§ Given exercise
Scale everything from the start of the entries down to the line containing "(1048, 497)", both ends included, by repeating those lines with their requests and multiplying each point coordinate in the answers by 1.8, rounded to the nearest whole number with halves rounded up. Give only that stretch, and leave the pictures out.

** START The records **

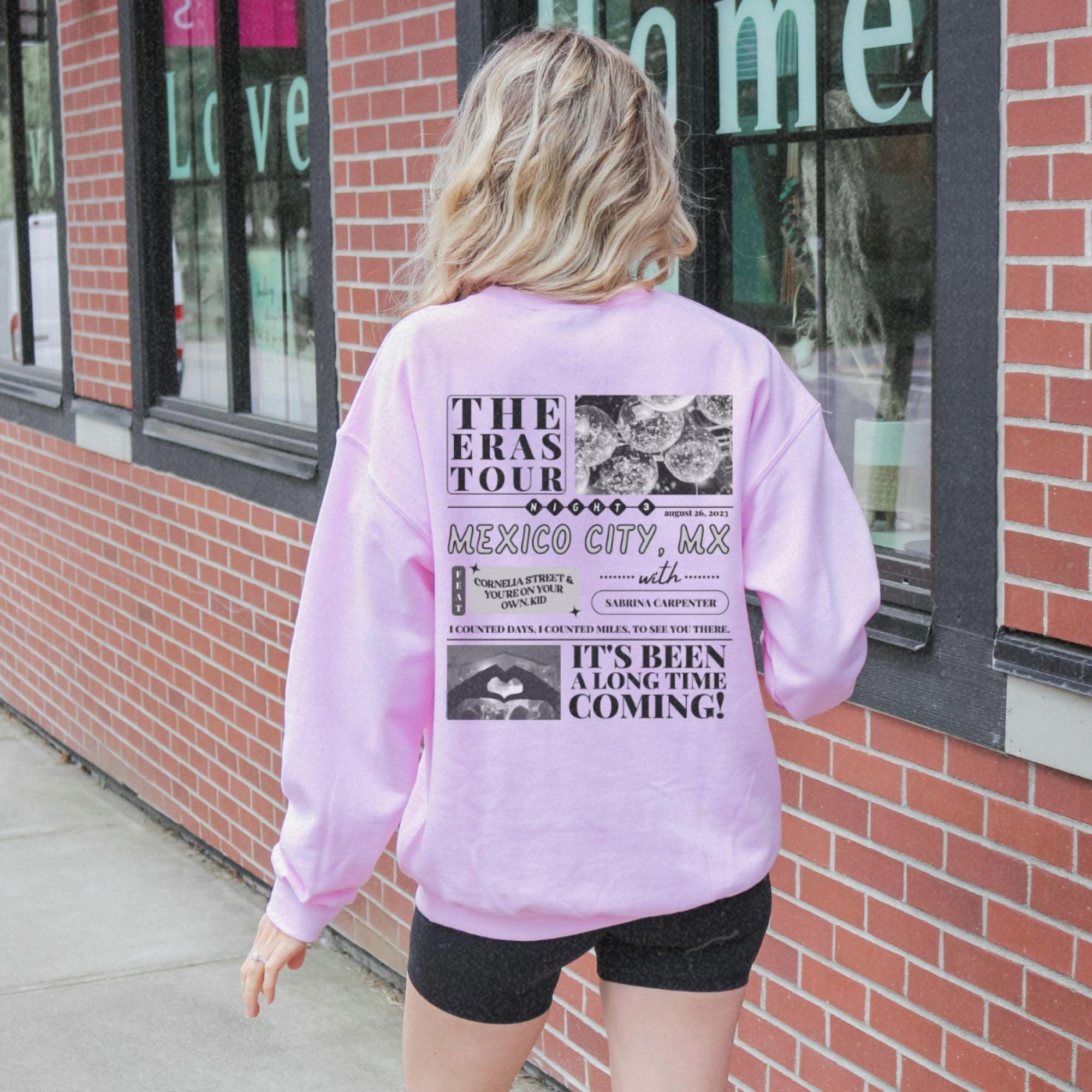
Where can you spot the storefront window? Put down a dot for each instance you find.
(30, 274)
(813, 134)
(254, 221)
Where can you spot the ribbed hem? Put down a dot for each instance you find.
(502, 928)
(296, 919)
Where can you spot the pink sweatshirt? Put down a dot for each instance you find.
(524, 639)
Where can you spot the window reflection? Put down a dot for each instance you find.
(272, 105)
(41, 192)
(26, 85)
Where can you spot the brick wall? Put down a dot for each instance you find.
(931, 932)
(393, 81)
(933, 928)
(94, 185)
(1048, 497)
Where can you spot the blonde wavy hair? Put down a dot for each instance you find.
(561, 177)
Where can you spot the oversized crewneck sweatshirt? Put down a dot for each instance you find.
(524, 638)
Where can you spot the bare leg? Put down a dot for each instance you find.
(443, 1053)
(670, 1039)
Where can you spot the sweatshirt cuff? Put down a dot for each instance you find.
(295, 919)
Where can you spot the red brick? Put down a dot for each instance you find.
(870, 867)
(1035, 232)
(909, 742)
(832, 897)
(767, 1038)
(870, 960)
(907, 835)
(984, 1070)
(1036, 122)
(1026, 396)
(905, 1026)
(947, 1000)
(1073, 180)
(918, 1078)
(1073, 289)
(1025, 609)
(779, 1083)
(1027, 67)
(1044, 452)
(779, 958)
(1061, 898)
(846, 721)
(870, 1053)
(833, 988)
(1072, 401)
(801, 747)
(1032, 17)
(1025, 502)
(1064, 793)
(1026, 288)
(983, 968)
(1073, 63)
(1028, 177)
(906, 932)
(868, 773)
(799, 1013)
(1046, 342)
(826, 1075)
(1069, 619)
(1031, 834)
(1035, 940)
(1071, 511)
(1061, 1006)
(805, 839)
(986, 868)
(746, 1067)
(1048, 560)
(835, 805)
(801, 925)
(1017, 1035)
(962, 808)
(947, 901)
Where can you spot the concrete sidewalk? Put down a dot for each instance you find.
(120, 956)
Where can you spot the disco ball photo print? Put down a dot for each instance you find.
(654, 444)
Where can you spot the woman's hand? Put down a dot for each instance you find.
(280, 952)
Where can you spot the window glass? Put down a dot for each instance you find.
(827, 245)
(196, 201)
(9, 251)
(29, 198)
(818, 180)
(279, 212)
(271, 106)
(41, 188)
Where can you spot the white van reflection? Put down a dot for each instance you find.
(45, 291)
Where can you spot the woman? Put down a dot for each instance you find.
(553, 698)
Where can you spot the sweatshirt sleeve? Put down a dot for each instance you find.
(810, 557)
(360, 683)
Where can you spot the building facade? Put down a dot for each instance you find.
(204, 206)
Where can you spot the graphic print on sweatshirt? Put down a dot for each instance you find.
(585, 539)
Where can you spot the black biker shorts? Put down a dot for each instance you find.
(708, 948)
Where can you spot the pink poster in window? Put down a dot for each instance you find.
(269, 25)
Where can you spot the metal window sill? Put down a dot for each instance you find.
(31, 385)
(892, 625)
(1044, 660)
(244, 452)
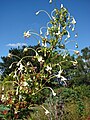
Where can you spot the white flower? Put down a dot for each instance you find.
(27, 34)
(73, 21)
(48, 68)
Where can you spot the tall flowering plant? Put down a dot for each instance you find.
(28, 79)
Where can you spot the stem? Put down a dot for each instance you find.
(45, 12)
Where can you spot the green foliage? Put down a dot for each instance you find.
(34, 70)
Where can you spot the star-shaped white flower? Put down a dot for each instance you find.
(27, 34)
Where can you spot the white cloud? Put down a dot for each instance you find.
(16, 44)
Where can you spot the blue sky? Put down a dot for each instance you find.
(17, 16)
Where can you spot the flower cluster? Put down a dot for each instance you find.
(29, 78)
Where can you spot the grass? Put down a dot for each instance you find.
(71, 108)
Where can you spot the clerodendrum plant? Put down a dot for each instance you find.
(29, 79)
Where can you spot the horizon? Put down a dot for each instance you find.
(19, 16)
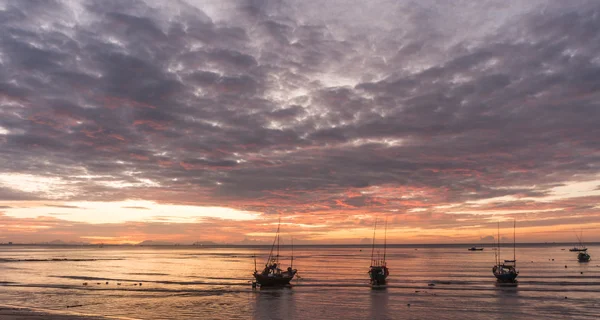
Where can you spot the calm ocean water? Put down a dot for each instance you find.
(214, 283)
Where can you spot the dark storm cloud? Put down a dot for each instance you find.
(269, 97)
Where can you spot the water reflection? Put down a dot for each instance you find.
(508, 300)
(379, 303)
(274, 303)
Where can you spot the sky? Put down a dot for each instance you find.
(186, 120)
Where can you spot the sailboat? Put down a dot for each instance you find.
(579, 247)
(506, 272)
(378, 271)
(272, 275)
(583, 257)
(475, 249)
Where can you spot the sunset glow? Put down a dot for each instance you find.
(190, 121)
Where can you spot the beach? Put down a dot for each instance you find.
(445, 282)
(15, 313)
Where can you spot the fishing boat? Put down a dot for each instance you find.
(583, 257)
(506, 271)
(272, 275)
(580, 247)
(378, 271)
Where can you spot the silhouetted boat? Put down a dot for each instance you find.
(272, 275)
(378, 271)
(506, 272)
(579, 247)
(583, 257)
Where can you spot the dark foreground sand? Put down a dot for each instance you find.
(15, 313)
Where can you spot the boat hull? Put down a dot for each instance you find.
(378, 275)
(505, 275)
(583, 257)
(271, 280)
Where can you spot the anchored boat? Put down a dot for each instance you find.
(378, 271)
(272, 275)
(506, 271)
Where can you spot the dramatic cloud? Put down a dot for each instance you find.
(445, 117)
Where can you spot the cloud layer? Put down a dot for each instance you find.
(442, 116)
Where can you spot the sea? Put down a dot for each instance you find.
(187, 282)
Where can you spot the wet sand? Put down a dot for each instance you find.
(13, 313)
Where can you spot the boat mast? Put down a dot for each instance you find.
(515, 242)
(278, 226)
(498, 261)
(373, 248)
(273, 245)
(384, 240)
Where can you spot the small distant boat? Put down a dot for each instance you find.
(475, 249)
(378, 271)
(580, 247)
(272, 275)
(583, 257)
(506, 272)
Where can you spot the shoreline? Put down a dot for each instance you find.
(23, 313)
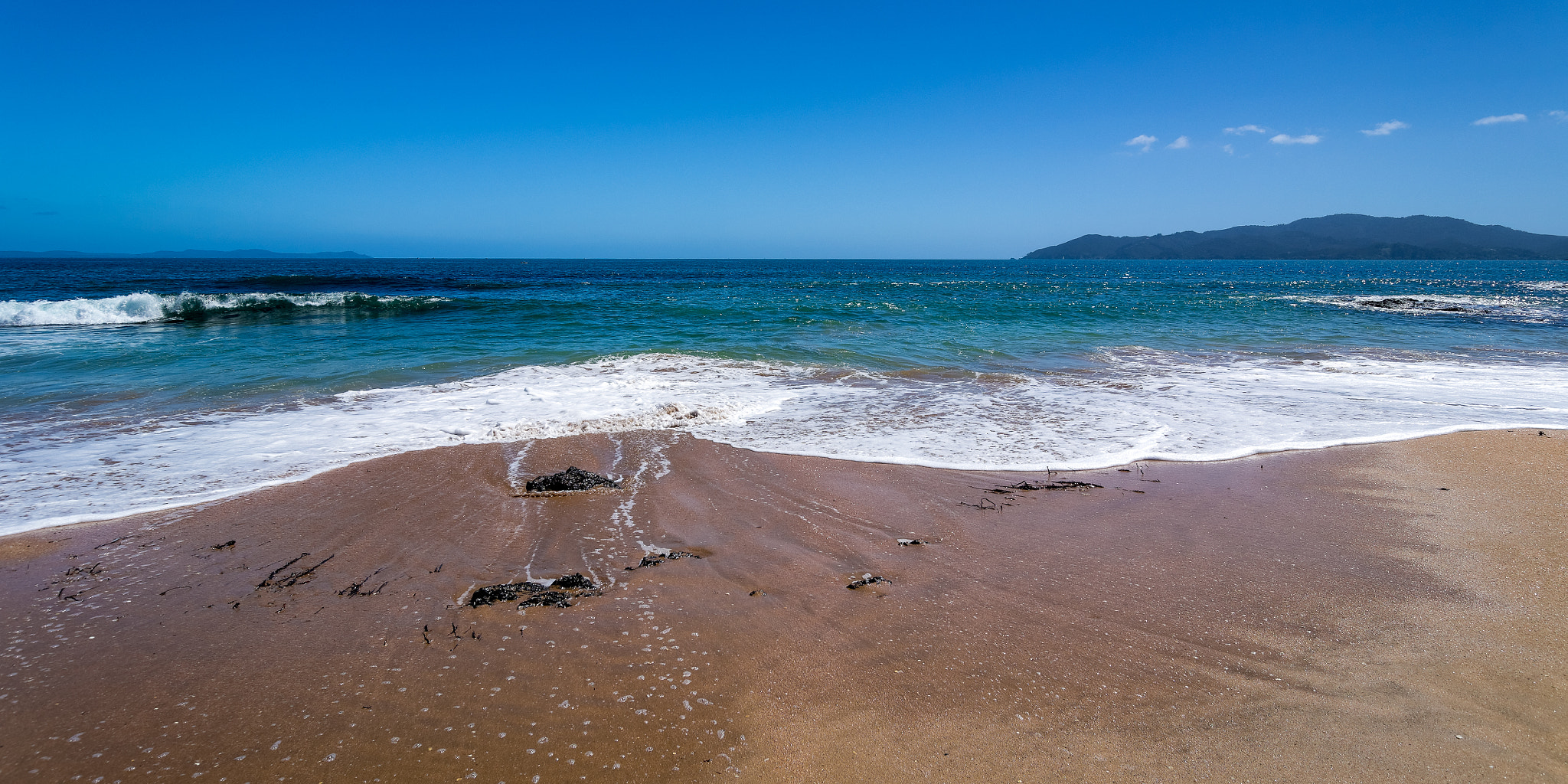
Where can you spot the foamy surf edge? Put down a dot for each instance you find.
(1140, 405)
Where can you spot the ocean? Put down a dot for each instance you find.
(154, 383)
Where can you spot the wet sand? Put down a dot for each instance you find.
(1388, 612)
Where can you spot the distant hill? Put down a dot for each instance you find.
(1328, 237)
(253, 253)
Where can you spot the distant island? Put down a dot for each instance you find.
(1330, 237)
(251, 253)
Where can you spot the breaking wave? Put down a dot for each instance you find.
(1524, 309)
(146, 308)
(1138, 403)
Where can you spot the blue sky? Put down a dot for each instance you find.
(763, 129)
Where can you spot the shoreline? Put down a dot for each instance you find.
(1240, 453)
(1333, 615)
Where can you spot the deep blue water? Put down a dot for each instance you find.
(90, 348)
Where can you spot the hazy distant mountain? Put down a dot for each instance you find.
(1328, 237)
(253, 253)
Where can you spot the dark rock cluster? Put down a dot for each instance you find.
(568, 480)
(560, 593)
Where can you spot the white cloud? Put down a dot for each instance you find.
(1142, 140)
(1383, 129)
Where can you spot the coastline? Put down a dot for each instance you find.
(1308, 615)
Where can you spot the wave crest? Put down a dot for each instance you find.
(146, 308)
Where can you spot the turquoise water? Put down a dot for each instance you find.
(122, 375)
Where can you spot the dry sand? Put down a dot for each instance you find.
(1363, 613)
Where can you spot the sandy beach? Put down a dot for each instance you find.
(1388, 612)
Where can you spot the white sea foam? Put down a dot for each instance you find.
(143, 308)
(1138, 403)
(1529, 309)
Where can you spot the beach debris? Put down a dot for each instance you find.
(289, 580)
(544, 593)
(570, 480)
(661, 556)
(360, 586)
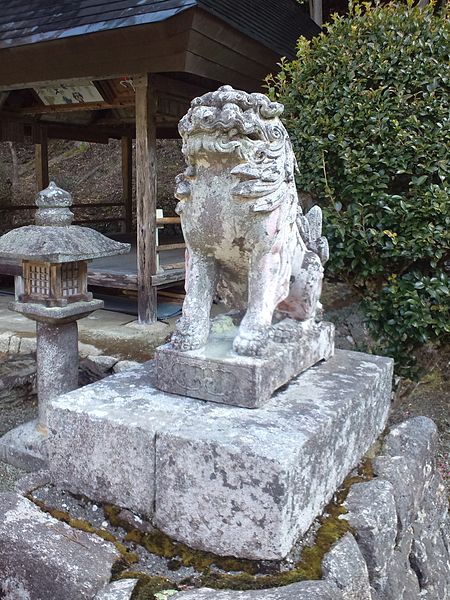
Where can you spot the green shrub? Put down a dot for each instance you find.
(367, 107)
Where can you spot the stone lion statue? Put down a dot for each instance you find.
(246, 236)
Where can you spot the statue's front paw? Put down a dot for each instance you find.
(189, 335)
(250, 343)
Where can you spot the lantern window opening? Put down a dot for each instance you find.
(39, 279)
(70, 282)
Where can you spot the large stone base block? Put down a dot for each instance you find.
(218, 477)
(218, 374)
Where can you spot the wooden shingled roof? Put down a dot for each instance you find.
(276, 24)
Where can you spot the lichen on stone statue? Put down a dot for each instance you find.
(247, 238)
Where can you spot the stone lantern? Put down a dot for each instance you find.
(52, 292)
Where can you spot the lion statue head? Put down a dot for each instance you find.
(246, 130)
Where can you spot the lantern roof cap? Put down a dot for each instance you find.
(53, 238)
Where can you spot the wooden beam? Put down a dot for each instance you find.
(43, 109)
(127, 181)
(156, 47)
(41, 161)
(146, 196)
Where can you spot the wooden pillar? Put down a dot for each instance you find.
(146, 196)
(41, 161)
(127, 181)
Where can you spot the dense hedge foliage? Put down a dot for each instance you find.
(367, 107)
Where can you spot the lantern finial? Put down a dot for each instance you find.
(53, 207)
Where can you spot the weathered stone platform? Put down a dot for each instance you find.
(24, 447)
(221, 478)
(216, 373)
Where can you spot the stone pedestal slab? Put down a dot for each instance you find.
(218, 477)
(216, 373)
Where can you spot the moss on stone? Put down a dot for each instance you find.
(127, 557)
(147, 585)
(332, 527)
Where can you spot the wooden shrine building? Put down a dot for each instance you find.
(92, 70)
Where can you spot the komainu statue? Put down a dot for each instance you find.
(247, 238)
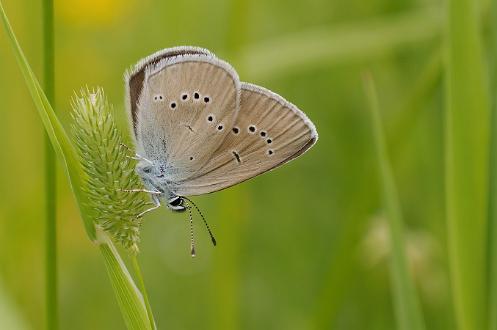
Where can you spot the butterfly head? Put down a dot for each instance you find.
(176, 204)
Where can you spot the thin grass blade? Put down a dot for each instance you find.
(466, 164)
(56, 133)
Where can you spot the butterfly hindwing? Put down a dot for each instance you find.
(184, 112)
(268, 132)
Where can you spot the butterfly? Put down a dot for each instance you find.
(198, 129)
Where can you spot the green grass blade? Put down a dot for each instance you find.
(58, 137)
(492, 207)
(143, 289)
(128, 296)
(406, 304)
(467, 145)
(346, 43)
(51, 318)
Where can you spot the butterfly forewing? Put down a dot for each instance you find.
(134, 78)
(268, 132)
(187, 107)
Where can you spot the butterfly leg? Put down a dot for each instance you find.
(156, 206)
(153, 192)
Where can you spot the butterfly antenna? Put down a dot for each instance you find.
(203, 219)
(192, 238)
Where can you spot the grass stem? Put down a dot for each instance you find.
(406, 304)
(143, 289)
(50, 174)
(467, 126)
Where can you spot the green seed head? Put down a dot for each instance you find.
(109, 170)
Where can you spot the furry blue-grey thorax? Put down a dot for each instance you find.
(153, 177)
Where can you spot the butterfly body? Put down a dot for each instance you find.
(198, 129)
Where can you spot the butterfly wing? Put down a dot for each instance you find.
(268, 132)
(134, 77)
(185, 110)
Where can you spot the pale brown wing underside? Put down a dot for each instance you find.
(268, 132)
(134, 77)
(186, 109)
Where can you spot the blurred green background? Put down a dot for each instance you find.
(303, 247)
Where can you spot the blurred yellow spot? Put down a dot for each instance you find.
(94, 12)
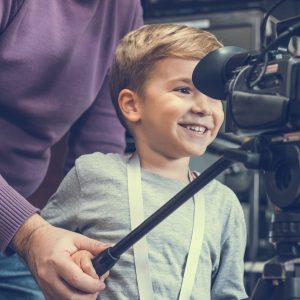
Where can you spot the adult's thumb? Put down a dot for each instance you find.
(91, 245)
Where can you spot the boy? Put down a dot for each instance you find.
(197, 252)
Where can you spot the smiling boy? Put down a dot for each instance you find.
(197, 252)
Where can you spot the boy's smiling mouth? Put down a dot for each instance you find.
(201, 129)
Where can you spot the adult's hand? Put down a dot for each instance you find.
(48, 250)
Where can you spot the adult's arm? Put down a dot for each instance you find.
(46, 249)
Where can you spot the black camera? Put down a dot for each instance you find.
(262, 94)
(262, 90)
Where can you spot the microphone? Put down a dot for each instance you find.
(216, 68)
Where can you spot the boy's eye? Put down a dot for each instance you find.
(183, 90)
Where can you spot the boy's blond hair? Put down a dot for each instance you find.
(139, 51)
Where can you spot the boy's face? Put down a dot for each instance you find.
(176, 119)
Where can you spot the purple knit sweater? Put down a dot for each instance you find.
(54, 59)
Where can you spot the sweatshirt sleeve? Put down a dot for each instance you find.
(14, 211)
(99, 129)
(228, 282)
(62, 208)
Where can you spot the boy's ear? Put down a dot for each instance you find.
(129, 105)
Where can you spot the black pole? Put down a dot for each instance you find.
(106, 259)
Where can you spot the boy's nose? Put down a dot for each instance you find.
(202, 105)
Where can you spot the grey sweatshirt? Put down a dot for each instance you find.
(93, 200)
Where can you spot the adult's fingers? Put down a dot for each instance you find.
(75, 277)
(85, 243)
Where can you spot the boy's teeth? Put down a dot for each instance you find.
(196, 128)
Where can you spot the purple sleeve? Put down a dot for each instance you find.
(14, 211)
(99, 129)
(8, 9)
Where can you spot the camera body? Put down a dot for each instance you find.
(270, 106)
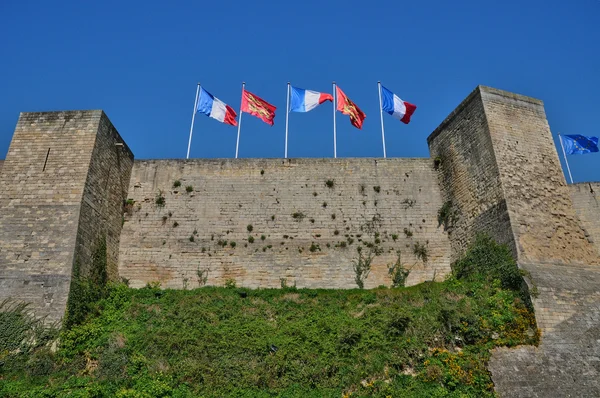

** END The records **

§ Finished task
Where can you spot the storefront window? Put down a dot for each instance you find.
(54, 493)
(1463, 241)
(457, 398)
Where can you spot the ribbed hem? Put down a dot for each instance you find.
(904, 1670)
(533, 1654)
Where can you spot the pink sweatshirt? Put down a dot for each instance you find.
(943, 1150)
Where can you spot the window reflection? Put down a dot for each instance you find.
(490, 189)
(74, 346)
(47, 153)
Where can you spot the brick wall? Put down a dot for each instance you find.
(1676, 1678)
(707, 146)
(1679, 1670)
(169, 333)
(1886, 895)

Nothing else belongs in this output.